** START OF TEXT SECTION **

Friday, January 10, 2014

Tragedy Tonight

Yesterday I promised that today's post would not be a rant, but that it would contain substance. I had considered writing something about the physical and economic requirements of giants, and too I had considered writing on the subject of feudalism and labor. Instead, I'm going to tackle a subject that is not quite making it into the book I'm writing, but addresses a struggle I am having with the exact language I'm using to make a point. And because I want the reader to understand the various elements of the point, I'd like to begin with catharsis.

Wikipedia correctly defines it as a 'purification' or a 'clensing' ... it is a state of being that is obtained through embracing an emotional state that one might fear, or feel repulsed by, that threatens the wall of comfort and security with which we embrace ourselves. It is an unpleasant process. It can occur because we have forced it upon ourselves, such as those who cut themselves in order to feel something (chemical bodily responses as well as a sense of life and vitality) or plunging into an environment no sane person would enter in order to obtain knowledge or clarity. George Orwell lived as a bum on the streets of London in order to understand what it meant to be poor and homeless. His account can be found in "Down & Out in Paris and London," in which he revealed in the 1940s many of the experiences which newstories and documentaries have now made common knowledge - that it is a fight for food, for shelter, for respect and so on. Orwell did not need to live that life, but in living it he discovered things about himself he did not know.

** END OF TEXT SECTION **
** START OF INFORMATION PROVIDED **

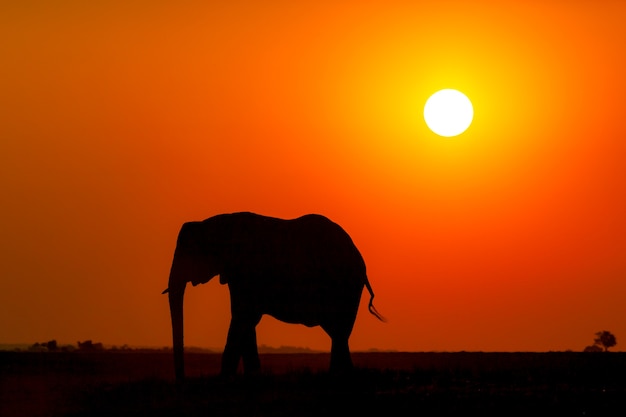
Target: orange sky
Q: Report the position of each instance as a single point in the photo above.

** END OF INFORMATION PROVIDED **

■ WRITTEN EXERCISE A ■
Return the catharsis post from "Yesterday I promised" up to and including "begin with catharsis.", copying it without any change.
■ WRITTEN EXERCISE B ■
Does the catharsis post support each statement? (i) George Orwell lived as a bum on the streets of London. (ii) Catharsis is described as a pleasant process. (iii) The writer chose to write about feudalism and labor in this post. Answer yes or no for each, quoting the words that decide it.
Rely only on the catharsis post, not on the data.

■ CORRECT RESULT A ■
Yesterday I promised that today's post would not be a rant, but that it would contain substance. I had considered writing something about the physical and economic requirements of giants, and too I had considered writing on the subject of feudalism and labor. Instead, I'm going to tackle a subject that is not quite making it into the book I'm writing, but addresses a struggle I am having with the exact language I'm using to make a point. And because I want the reader to understand the various elements of the point, I'd like to begin with catharsis.

■ CORRECT RESULT B ■
(i) Yes: "George Orwell lived as a bum on the streets of London in order to understand what it meant to be poor and homeless."
(ii) No: "It is an unpleasant process."
(iii) No: "Instead, I'm going to tackle a subject that is not quite making it into the book I'm writing"